# Given records start

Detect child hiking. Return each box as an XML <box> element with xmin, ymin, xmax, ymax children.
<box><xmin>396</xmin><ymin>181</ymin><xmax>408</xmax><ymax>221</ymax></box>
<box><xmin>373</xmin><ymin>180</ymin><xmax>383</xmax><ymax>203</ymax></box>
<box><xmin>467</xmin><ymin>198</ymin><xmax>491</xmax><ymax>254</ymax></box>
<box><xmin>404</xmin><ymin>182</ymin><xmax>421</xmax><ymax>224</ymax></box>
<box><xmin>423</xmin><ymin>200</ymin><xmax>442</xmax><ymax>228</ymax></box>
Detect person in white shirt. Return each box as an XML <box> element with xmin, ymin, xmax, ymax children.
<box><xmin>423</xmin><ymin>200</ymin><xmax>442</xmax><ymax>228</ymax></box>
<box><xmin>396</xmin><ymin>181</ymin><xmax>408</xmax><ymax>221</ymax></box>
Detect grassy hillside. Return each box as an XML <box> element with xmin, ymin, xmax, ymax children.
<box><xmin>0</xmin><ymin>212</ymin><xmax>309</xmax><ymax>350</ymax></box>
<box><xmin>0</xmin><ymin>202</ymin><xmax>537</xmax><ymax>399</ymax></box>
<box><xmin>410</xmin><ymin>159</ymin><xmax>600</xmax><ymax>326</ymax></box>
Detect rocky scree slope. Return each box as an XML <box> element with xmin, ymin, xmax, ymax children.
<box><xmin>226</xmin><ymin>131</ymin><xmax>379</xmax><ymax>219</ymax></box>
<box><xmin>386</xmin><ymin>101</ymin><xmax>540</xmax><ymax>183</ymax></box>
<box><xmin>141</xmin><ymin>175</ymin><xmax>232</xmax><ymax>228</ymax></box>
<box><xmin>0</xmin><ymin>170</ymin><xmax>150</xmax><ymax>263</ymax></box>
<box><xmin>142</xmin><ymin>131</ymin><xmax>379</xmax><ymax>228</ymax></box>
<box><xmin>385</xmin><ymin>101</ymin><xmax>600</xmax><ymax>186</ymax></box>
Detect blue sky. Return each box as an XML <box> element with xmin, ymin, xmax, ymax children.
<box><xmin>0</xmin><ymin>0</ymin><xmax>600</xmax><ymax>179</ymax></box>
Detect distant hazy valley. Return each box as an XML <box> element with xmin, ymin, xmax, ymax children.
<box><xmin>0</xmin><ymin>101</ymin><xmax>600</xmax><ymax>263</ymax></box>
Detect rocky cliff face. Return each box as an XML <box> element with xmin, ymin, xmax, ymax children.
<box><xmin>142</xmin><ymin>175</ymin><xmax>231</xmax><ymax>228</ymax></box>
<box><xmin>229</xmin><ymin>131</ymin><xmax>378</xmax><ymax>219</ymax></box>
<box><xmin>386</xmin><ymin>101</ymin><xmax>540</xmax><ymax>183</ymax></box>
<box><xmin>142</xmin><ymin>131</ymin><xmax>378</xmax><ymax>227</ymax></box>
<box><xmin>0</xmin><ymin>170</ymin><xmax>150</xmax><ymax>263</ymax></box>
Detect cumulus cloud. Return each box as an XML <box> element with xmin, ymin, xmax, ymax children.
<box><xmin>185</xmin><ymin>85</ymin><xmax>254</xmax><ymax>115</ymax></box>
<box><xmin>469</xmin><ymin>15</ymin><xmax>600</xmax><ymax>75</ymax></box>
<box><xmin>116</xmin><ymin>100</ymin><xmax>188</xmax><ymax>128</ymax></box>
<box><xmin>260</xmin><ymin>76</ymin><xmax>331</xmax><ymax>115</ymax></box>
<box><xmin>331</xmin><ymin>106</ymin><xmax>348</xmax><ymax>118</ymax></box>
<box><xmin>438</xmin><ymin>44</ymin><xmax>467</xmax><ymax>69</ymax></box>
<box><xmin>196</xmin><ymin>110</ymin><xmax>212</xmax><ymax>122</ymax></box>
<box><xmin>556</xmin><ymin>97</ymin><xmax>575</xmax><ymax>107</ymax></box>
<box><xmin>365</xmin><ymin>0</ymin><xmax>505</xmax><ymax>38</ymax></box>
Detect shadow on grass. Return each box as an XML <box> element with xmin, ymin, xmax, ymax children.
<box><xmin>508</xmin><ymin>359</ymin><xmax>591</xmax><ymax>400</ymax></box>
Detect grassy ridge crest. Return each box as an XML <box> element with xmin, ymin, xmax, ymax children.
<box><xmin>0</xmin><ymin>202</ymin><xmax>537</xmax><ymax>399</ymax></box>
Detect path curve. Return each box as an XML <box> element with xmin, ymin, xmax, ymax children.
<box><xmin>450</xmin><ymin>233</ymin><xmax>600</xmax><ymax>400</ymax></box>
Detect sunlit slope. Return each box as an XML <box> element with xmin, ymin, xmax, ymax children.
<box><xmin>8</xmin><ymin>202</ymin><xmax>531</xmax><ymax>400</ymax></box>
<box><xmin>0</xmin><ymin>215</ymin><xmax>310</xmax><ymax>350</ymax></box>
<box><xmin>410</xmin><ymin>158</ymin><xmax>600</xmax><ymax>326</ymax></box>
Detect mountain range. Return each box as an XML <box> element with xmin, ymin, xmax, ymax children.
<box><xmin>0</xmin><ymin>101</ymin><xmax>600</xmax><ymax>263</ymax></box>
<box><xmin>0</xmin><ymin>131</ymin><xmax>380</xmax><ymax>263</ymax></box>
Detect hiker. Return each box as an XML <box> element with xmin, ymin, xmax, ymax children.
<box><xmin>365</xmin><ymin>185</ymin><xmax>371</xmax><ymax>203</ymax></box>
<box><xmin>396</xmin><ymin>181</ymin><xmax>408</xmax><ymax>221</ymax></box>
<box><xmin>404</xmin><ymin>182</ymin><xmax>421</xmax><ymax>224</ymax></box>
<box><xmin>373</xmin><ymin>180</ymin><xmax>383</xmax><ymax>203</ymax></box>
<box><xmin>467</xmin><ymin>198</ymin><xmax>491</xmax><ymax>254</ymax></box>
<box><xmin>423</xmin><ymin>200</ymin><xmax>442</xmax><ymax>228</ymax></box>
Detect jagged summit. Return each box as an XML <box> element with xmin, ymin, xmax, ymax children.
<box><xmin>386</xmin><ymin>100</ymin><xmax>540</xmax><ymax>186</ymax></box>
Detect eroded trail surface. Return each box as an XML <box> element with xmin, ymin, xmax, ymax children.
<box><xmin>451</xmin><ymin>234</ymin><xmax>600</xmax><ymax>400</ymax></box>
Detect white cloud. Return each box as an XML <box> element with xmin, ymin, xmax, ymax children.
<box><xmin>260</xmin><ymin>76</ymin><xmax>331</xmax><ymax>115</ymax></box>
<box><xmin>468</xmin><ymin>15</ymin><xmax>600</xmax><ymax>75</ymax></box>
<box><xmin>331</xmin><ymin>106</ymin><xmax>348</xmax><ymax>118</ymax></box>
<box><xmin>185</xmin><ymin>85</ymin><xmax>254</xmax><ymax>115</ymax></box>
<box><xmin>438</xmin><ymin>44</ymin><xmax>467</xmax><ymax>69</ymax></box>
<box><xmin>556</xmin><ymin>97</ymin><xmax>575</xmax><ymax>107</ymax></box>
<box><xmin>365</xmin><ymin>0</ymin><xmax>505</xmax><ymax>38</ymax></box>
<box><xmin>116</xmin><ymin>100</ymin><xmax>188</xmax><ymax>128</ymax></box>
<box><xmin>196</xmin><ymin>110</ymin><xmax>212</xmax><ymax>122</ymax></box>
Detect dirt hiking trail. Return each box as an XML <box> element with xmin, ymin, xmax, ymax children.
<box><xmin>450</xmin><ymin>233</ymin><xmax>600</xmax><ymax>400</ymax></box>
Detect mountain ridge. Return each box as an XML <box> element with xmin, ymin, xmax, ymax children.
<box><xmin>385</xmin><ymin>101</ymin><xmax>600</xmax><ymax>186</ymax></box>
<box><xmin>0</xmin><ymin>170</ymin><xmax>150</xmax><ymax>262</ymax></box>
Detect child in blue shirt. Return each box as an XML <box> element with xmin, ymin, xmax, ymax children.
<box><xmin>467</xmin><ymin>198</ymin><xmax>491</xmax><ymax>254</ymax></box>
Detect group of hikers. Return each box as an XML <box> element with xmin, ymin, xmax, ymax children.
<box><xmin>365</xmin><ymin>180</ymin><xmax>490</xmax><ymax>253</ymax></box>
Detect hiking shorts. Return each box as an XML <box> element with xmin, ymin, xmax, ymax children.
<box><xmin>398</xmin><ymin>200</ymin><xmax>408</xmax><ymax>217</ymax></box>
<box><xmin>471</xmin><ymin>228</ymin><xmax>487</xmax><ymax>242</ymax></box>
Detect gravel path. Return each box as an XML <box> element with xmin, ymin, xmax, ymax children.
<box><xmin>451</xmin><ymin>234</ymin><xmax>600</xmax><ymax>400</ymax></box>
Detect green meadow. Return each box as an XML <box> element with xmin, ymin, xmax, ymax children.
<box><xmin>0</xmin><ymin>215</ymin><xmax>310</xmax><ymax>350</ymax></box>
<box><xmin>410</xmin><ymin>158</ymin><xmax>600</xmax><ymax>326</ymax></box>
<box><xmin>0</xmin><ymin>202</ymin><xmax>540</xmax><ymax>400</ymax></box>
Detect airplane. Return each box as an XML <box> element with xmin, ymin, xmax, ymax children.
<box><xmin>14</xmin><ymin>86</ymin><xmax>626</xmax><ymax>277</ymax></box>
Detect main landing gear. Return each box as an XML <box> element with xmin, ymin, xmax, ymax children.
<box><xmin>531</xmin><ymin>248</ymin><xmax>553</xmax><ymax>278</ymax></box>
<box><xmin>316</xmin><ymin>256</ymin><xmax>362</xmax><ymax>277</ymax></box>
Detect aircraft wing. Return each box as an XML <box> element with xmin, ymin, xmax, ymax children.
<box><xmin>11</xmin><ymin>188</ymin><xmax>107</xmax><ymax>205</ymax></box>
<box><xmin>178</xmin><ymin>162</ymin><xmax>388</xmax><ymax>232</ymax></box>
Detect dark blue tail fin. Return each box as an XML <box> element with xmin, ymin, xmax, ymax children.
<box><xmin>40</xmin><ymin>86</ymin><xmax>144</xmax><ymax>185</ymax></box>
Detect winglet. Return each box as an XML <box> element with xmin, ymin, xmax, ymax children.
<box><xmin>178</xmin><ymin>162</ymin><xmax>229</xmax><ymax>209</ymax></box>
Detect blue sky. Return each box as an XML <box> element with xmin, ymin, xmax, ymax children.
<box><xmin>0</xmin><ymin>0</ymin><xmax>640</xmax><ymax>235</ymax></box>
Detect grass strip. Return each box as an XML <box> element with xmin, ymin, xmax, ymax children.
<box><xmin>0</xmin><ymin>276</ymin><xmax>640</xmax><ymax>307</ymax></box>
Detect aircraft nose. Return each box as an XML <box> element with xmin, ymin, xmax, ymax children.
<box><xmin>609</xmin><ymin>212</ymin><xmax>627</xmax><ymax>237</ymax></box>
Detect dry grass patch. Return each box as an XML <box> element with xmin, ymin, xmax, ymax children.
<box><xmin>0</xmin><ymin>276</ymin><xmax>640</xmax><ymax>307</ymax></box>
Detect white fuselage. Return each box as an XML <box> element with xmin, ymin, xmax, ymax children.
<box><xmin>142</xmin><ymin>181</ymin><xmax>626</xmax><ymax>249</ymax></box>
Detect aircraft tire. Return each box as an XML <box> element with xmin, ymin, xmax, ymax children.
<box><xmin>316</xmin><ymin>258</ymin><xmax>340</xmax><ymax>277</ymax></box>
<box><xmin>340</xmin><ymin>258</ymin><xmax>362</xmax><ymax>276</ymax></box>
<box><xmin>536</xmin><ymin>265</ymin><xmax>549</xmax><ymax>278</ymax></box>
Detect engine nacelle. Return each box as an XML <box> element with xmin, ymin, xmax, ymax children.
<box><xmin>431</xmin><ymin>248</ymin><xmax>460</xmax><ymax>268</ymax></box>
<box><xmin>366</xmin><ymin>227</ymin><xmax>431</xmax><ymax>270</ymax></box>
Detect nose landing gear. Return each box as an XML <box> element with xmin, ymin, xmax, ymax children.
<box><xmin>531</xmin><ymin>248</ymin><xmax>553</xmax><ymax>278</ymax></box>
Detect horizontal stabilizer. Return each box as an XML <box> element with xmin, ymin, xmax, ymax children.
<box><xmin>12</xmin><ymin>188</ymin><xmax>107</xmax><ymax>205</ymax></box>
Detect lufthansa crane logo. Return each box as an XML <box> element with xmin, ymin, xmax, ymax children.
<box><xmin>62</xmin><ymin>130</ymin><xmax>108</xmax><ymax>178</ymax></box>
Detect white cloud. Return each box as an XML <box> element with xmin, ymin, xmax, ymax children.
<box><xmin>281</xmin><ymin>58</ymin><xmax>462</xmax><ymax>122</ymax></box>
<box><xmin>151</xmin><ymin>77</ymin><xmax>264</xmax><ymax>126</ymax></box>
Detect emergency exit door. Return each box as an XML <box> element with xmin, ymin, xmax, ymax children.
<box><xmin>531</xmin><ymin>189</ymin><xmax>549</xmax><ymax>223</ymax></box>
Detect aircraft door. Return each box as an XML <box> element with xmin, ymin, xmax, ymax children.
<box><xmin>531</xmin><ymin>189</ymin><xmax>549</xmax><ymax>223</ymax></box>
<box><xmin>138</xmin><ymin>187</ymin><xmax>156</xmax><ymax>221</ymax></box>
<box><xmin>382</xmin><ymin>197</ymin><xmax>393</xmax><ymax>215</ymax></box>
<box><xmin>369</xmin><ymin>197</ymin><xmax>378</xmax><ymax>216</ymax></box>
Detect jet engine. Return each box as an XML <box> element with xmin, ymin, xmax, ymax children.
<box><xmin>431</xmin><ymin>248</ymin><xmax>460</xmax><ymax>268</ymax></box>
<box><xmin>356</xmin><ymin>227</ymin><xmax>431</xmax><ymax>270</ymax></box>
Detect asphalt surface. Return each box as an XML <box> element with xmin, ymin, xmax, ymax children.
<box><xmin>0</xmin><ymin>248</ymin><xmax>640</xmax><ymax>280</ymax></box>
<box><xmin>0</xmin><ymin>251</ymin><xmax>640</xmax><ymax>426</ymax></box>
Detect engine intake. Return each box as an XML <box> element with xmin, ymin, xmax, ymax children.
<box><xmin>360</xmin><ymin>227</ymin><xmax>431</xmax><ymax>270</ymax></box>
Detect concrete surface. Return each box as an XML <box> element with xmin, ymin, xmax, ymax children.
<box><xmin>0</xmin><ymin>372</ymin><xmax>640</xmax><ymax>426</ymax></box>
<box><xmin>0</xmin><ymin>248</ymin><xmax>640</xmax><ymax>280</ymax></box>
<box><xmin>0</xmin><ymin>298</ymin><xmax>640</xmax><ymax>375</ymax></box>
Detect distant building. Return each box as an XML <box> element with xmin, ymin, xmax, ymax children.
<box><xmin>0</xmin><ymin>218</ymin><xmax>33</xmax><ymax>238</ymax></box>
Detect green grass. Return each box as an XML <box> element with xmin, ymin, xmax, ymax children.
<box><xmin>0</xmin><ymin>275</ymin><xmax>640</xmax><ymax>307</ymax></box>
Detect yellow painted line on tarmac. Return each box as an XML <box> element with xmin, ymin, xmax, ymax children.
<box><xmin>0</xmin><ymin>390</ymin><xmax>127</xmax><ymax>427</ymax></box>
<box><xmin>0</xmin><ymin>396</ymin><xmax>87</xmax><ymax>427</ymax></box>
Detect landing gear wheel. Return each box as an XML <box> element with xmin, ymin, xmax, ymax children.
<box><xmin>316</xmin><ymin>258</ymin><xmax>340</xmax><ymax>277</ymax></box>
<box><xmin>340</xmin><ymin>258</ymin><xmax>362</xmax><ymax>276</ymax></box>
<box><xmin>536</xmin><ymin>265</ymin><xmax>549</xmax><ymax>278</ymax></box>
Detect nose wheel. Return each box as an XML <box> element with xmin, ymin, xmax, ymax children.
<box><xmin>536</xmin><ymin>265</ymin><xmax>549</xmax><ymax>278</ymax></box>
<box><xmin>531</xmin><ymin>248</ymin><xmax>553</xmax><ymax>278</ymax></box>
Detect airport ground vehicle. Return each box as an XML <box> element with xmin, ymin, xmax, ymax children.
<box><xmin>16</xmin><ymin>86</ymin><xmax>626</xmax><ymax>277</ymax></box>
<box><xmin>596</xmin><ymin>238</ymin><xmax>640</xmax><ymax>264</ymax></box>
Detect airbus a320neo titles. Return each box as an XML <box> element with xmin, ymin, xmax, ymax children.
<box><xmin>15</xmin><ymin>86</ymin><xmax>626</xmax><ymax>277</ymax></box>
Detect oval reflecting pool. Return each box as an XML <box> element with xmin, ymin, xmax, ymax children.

# Given records end

▸ Task prompt
Select every line of the material above that contains the word "nose" and copy those lines.

▸ Exercise answer
Detect aircraft nose. Return each box as an XML <box> element with xmin, ymin, xmax, ymax children.
Detect nose landing gear. Return each box as an XML <box> element with xmin, ymin, xmax, ymax children.
Detect nose wheel. Return each box as an XML <box> element with xmin, ymin, xmax, ymax children.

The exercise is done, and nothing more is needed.